Everyone knows the Tigers. In a general fashion, anyway.
But as with all individuals, stories and facets and lives that are personal and unique sometimes benefit from greater light.
It might be something in one’s life archives. It could be as simple as a moment’s observation that allows a more knowing look into what makes a particular player distinctive.
A look, then, into some of the higher-profile Tigers and into aspects of them as baseball players and men whose exploits are followed so closely in Detroit and beyond.
When he was in school in Venezuela, a particular subject grabbed Miguel Cabrera.
He was good with numbers. They appealed to him, their intricacy and precision. Solutions were finite and achievable. At least for someone with his mental gifts.
A boy who found comfort in the classroom was going to be an engineer. That is, if baseball didn’t prove to be irresistible and inevitable for a man of Cabrera’s talents.
But of course pro baseball was going to win — and did — when the Marlins signed him as a 16-year-old to what was then the biggest bonus offered an international teen: $1.8 million.
Not that his aptitude for math and science would be wasted.
It would have its relevance to baseball.
Cabrera is as much professor as athlete when he is at the plate. He analyzes schemes and percentages. He sets up a pitcher the way a chess player sets up moves, methodically, cerebrally.
He is known internally by the Tigers to own the team’s most brilliant situational baseball mind. He always is aware. He always is ahead in his thoughts and strategies. He calculates in the manner a math wizard processes and formulates.
He realizes an outcome. That outcome for Cabrera can be astonishingly favorable in a game where numbers are mercilessly rigid and say empirically that a player is destined, more times than not, to fail.
But that’s the fascination known as Miguel Cabrera. A man who perhaps is the game’s best hitter and one of its most skilled batting artists, melds mind and body in ways that continue to awe.
Ask a Tigers follower about Justin Verlander.
You will hear about no-hitters, and Cy Young Awards, and playoff brilliance, and pitching prowess that has defined the past decade of Tigers history.
What you won’t hear often enough is a reflection on Verlander, the man.
That’s because he keeps so much of himself off-limits to the public. He likes his privacy.
But what that on-the-field Verlander persona can conceal is how he has grown in depth these past 10 years.
He has become, as men so often discover in their 30s, that he’s a more intact person, more self-actualized, more rounded, more dimensional.
It’s a nice moment of self-discovery.
Part of his growth has been in his relationship with Kate Upton. She’s glamorous, and so, because of his sports celebrity, is he. And so it can be easy to miss the fact two people are growing together in their relationship and in how their union affects more than themselves.
It brings us to their joint effort unveiled the final week of Tigers spring camp. Upton and Verlander sponsored an event at Marchant Stadium promoting dog adoption and the Society for the Prevention of Cruelty to Animals.

§ **Data excerpts**:
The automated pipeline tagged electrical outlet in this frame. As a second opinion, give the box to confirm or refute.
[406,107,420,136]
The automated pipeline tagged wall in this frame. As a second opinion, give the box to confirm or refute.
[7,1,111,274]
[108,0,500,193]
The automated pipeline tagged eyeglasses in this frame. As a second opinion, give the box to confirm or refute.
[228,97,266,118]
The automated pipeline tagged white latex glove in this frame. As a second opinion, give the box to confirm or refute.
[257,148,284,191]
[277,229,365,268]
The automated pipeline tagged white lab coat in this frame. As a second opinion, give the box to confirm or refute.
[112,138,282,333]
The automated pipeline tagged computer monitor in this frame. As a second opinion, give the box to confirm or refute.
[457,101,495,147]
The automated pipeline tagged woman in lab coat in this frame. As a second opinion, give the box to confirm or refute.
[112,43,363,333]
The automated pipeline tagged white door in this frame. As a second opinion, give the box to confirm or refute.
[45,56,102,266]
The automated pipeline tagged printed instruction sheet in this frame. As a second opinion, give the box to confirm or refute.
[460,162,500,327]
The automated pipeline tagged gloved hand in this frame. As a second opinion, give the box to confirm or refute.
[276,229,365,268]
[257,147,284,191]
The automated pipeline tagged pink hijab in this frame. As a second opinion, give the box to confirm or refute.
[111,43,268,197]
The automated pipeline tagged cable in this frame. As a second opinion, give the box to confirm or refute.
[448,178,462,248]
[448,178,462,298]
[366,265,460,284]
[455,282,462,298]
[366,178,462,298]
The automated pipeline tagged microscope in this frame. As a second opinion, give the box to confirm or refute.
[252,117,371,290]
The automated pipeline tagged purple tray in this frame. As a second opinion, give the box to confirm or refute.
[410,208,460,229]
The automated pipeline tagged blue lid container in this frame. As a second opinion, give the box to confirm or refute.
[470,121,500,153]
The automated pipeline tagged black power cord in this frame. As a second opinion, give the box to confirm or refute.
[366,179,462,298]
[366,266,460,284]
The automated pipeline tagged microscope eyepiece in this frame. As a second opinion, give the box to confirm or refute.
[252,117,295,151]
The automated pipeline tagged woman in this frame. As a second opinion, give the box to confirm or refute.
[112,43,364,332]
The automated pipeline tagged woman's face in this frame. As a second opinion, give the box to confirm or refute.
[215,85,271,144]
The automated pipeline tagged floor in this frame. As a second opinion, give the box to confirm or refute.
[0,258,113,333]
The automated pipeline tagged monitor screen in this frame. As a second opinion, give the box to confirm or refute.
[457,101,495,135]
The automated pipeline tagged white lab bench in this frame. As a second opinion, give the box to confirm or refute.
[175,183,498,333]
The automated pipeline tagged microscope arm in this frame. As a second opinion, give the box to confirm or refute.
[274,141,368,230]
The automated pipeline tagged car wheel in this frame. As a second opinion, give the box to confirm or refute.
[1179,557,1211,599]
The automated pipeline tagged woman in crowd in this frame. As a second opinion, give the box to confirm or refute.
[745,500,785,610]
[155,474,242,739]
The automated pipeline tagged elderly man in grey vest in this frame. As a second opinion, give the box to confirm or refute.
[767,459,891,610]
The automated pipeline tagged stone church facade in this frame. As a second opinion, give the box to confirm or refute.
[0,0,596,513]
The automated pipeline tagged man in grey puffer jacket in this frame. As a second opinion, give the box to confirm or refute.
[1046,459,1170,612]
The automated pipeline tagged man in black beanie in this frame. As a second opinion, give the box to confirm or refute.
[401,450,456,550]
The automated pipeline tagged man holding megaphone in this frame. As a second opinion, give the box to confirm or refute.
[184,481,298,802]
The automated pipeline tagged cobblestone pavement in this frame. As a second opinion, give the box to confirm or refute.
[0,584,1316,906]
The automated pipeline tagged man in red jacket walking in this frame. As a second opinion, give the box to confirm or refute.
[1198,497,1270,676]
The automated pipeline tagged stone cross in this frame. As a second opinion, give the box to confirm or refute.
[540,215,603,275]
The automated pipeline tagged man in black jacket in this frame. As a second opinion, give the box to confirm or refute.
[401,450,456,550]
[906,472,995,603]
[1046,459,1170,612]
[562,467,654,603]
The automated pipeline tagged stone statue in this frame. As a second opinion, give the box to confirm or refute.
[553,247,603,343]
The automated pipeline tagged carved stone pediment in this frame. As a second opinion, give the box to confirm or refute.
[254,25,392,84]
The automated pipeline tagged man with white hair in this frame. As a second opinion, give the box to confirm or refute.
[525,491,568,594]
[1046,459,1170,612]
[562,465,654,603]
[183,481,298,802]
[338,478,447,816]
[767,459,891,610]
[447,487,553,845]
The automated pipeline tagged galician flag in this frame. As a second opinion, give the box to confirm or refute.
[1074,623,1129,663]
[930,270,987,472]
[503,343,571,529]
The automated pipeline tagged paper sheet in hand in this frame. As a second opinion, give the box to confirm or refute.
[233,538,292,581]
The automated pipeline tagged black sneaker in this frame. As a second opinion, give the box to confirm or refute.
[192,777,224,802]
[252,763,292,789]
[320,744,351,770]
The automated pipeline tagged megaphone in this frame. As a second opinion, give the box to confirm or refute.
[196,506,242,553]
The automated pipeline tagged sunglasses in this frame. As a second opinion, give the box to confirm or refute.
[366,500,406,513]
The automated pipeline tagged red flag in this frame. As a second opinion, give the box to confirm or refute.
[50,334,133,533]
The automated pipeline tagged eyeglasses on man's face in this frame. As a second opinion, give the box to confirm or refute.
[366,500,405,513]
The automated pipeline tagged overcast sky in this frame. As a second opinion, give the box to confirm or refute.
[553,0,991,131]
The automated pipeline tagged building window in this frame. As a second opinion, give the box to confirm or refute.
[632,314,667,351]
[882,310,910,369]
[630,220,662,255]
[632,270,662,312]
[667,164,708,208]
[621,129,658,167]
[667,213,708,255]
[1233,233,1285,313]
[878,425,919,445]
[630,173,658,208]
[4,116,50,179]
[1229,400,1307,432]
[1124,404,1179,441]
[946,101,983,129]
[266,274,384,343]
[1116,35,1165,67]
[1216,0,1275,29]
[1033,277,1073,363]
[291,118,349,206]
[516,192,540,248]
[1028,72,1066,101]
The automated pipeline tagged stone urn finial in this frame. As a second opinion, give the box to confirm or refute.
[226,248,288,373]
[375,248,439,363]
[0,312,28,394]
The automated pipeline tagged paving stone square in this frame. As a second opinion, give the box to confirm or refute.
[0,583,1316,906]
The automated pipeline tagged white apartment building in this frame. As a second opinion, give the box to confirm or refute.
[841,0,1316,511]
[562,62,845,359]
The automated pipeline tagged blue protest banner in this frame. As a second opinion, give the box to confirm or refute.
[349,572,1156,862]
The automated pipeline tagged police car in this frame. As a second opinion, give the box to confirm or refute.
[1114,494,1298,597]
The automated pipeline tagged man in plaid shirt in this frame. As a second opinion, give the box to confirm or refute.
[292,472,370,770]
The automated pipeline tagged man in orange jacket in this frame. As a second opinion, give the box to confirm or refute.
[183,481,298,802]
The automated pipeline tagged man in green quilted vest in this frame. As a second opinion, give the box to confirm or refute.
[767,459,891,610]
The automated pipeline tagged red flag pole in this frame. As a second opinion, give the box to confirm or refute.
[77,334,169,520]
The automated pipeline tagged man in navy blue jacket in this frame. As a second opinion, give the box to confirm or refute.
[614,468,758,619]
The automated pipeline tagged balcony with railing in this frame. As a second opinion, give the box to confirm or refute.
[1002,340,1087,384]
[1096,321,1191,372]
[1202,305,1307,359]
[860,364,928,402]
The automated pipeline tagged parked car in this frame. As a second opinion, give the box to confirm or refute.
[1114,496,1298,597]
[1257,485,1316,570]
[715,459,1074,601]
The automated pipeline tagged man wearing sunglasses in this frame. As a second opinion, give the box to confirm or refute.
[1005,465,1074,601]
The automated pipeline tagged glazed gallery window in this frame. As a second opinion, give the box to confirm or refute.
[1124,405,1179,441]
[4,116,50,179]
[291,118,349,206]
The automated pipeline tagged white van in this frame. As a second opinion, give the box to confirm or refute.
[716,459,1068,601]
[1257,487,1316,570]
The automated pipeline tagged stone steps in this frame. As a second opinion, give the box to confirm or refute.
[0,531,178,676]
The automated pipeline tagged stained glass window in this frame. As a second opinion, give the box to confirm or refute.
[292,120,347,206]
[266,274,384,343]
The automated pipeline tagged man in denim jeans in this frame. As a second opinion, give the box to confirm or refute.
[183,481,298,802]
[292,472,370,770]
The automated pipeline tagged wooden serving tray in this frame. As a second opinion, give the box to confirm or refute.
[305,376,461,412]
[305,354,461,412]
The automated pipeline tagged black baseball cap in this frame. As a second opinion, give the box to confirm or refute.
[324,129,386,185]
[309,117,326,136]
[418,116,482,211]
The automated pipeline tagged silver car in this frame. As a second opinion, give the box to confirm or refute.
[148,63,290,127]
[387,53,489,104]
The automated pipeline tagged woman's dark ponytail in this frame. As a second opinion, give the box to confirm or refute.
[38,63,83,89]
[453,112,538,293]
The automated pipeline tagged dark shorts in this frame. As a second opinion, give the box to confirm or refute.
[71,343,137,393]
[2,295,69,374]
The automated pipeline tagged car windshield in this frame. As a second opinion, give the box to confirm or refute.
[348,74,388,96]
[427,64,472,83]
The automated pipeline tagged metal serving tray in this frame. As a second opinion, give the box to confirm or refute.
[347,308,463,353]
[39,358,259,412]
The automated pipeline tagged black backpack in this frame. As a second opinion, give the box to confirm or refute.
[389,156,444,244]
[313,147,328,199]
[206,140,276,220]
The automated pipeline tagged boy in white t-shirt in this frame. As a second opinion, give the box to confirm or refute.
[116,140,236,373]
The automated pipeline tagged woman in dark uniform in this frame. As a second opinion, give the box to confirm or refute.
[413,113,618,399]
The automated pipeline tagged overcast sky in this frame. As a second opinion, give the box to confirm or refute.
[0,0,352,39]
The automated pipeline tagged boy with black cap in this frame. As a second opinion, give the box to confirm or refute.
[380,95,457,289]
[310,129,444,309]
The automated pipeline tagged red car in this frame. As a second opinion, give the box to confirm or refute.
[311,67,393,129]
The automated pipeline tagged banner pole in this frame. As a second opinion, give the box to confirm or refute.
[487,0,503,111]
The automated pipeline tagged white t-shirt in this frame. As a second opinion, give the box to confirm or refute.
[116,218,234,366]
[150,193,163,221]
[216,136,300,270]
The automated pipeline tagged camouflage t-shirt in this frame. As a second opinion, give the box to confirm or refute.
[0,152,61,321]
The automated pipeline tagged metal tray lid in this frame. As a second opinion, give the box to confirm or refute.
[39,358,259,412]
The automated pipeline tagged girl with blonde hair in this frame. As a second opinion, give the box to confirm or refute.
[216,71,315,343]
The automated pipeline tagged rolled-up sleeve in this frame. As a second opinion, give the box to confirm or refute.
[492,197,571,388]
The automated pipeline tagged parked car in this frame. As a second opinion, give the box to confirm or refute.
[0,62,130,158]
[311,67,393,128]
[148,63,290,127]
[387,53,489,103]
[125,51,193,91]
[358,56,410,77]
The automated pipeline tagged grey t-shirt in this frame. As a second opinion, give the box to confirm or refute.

§ **Work request**:
Name every person the passage about the Tigers mentions by name. The records come from a separate source.

§ **Answer space**:
Miguel Cabrera, Justin Verlander, Kate Upton